REQUIRED TASK: Count how many lines of the material below contain the string "black", matching case exactly, and give only that number.

DATASET RECORDS:
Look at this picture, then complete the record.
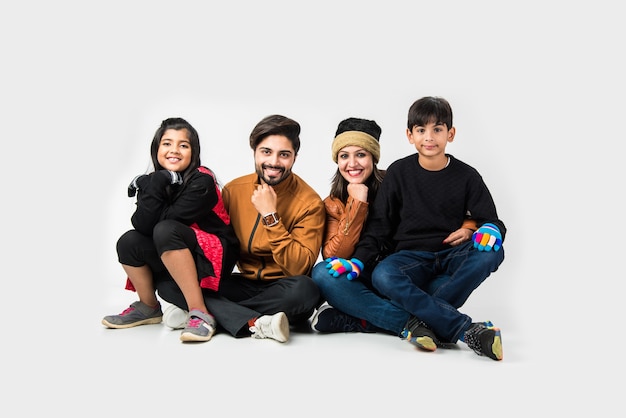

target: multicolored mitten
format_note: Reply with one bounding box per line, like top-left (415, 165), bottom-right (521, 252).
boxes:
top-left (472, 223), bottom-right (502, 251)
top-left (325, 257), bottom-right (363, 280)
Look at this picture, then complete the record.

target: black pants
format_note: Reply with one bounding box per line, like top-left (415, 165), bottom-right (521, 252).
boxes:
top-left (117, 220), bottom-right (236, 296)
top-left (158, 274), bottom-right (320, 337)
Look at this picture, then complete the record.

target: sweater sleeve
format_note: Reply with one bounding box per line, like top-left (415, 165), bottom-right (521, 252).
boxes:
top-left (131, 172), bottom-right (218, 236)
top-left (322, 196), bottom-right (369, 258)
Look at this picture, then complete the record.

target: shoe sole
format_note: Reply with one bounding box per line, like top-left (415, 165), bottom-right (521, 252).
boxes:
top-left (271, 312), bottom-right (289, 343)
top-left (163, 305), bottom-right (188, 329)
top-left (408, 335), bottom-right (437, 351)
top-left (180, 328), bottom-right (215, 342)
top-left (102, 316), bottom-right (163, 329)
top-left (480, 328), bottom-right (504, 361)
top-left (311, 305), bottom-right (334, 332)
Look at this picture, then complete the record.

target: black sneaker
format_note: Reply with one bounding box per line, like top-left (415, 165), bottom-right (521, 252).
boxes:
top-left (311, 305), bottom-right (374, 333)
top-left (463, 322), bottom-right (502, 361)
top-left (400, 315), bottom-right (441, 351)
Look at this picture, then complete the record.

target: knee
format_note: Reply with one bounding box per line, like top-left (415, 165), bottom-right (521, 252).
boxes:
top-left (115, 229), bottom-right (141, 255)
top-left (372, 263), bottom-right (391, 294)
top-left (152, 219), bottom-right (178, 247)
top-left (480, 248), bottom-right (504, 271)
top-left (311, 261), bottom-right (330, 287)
...
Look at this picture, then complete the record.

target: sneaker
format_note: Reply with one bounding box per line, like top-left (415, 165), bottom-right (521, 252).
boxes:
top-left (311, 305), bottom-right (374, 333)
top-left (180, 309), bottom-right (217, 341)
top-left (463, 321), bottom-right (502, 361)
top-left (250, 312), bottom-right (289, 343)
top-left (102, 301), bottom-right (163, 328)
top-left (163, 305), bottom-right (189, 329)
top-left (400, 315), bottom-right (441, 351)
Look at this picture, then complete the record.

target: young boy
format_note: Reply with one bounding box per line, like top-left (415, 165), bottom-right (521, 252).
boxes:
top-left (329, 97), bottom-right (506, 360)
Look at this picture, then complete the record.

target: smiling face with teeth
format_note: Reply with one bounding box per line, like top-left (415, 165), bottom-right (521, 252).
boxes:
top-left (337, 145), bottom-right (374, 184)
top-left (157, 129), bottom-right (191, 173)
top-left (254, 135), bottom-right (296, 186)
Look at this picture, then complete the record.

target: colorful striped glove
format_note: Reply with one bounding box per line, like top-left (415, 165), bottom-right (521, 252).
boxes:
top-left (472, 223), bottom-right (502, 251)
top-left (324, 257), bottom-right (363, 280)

WRITTEN SOLUTION: 2